**読む文章**
前半はかなり面白くて展開がすごく気になって読み進めていたのですが、半分ほどページをすすめたところで「あれ?」、となりました。真相がわからぬままThe endという感じで、すっきりしない読後感。
もやもやです。
物語の舞台は埼玉県西部。
小学校低学年の子供を狙った連続誘拐殺人事件が勃発。
主人公は最初に殺された江端真吾と同じ町内に住む富樫修。
近所で、しかも知人の息子が殺されたわけなのだが、彼にとってはしょせん他人の不幸。
自分は平和、自分には関係ないことだ、そう思っていた。
しかし小学校6年生の息子、雄介の部屋でたまたま連続誘拐殺人事件に関わるある物を見つけてしまう。その後次々見つかる、息子が殺人犯だと決定づける物証。
本当に息子が事件に関わっているのか?
本当に息子が連続誘拐殺人犯なのか?
そして本当に息子が犯人だったら、息子だけでなく自分の家族、そして自分の未来も破滅だ。
彼はあらゆる想像力を駆使し、自分たちが平和でいられる為の逃げ道を探す。
そもそも主人公である富樫修、そしてその妻の人間性がね~。
自分の幸せしか考えていない修。彼は何よりも一番自分が可愛いという人間。
被害に遭ったのが他人の家族でよかったと喜び、同じ事件が起きないようにと始まったPTAによる巡回を嫌々行う。
一方妻の秀美は、江崎真吾が殺された事件でマスコミからの取材を受けてテレビ出演することを喜ぶ始末。
それに比べて彼らの息子、雄介はすごくデキた子だな~と思っていたので、正直修と同様、本当に雄介が犯人なの?と最初は半信半疑。でも雄介の部屋から次々と物証が見つかって、もう彼が犯人であるということが逃れようのない事実として突き付けられるわけです。
そこで親が取るべき行動は?
そう考えた時、修は親がすべき行動が何一つできない。
愛する息子を信じてあげることもできなければ、息子と正面から向き合うこともできない。
本当にダメな父親の典型。
そして後半は修の妄想のオンパレードなんです。
最初はそれが真相だと思って読んでいたので面白くて、2つ目でそのからくりに気づいた時にはそういう展開か!と思ったものの、妄想が思いのほか沢山続いたわりに、ラストのキャッチボールがあまりにも違和感ありすぎで、小説としてはなんだかもったいない感じがしました。

**位置注釈データセットの抜粋**
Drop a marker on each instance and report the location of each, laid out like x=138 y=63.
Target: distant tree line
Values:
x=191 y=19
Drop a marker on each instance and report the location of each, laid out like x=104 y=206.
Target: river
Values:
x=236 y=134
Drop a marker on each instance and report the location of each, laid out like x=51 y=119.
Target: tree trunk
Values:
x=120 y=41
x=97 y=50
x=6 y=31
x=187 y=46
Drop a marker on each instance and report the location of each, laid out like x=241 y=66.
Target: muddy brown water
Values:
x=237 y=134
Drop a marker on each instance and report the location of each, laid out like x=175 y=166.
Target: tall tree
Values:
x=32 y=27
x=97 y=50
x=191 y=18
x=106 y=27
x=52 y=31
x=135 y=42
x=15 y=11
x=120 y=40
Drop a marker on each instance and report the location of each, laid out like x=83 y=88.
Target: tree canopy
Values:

...

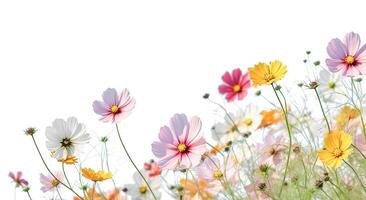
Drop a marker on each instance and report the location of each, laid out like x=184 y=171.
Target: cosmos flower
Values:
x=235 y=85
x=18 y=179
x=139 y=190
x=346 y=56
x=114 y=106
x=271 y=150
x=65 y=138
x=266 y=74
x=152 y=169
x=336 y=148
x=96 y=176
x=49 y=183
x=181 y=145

**問題一覧**
[1] 連続誘拐殺人事件を扱った小説の感想文を、2文で要約してください。
[2] 連続誘拐殺人事件を扱った小説の感想文のうち、「それに比べて彼らの息子、雄介は」で始まる段落を、要点を保ったまま短く書き直してください。
[3] 連続誘拐殺人事件を扱った小説の感想文を、最後の文の後から書き継いでください。

**各問の解答**
[1] 埼玉県西部で小学校低学年の子供を狙った連続誘拐殺人事件が起き、主人公の富樫修は小学6年生の息子雄介の部屋から、息子が犯人だと決定づける物証を次々に見つけます。しかし修は息子を信じることも正面から向き合うこともできずに逃げ道を探し、後半は修の妄想が続いたまま真相がわからずに終わるため、前半は面白かったのにすっきりしない読後感が残ったと筆者は述べています。

[2] 筆者は、両親と違ってよくできた子に見えた雄介が本当に犯人なのか、初めは修と同じく半信半疑でした。しかし部屋から物証が次々に見つかり、雄介が犯人であることは逃れようのない事実として突き付けられます。

[3]
暗黒の未来を回避する為の妄想なんだから、もっと幸せになれる道を妄想すればいいものを、それができないのは結局息子が犯人だと確信しているからなのではないだろうか?
結局、何十、何百と未来を予想したところで、彼を安心させる、幸せな未来はきっと一つもでてこない。
悪夢から覚めても結局また悪夢しか見られない。
それは情けないことに、彼が”立ち向かう”ことをせず、”逃げる”ことしか考えていないからだろうな。
だけど犯罪者の親としての心理はかなり巧みに描かれています。
修は本当に自分が一番可愛い卑劣な男かもしれない。
それでも彼の自分を、自分の家族を守りたいというその気持ちは共感せざるを得ませんでした。
残念なのは、修の愛情の度合いが、自分への愛情>自分の家族への愛情 だったが為に、幸せな未来を想像できなかったことかな。だって最終的には「自分」さえよければいい、に辿りついちゃうんだもん。
もし、自分の家族への愛情>自分への愛情であったならば、もう少しマシな未来を想像できたのかもしれないな、と思ったりもして。
正直、最後まで読んでも、もやもや感は全く消えません。
だけど見方を変えれば、1つのストーリーで沢山のパターンの結末を楽しめる小説でもあるのかもしれません。
私は一番最初の妄想が一番アリのような気がしますけどね。
真相はいかに?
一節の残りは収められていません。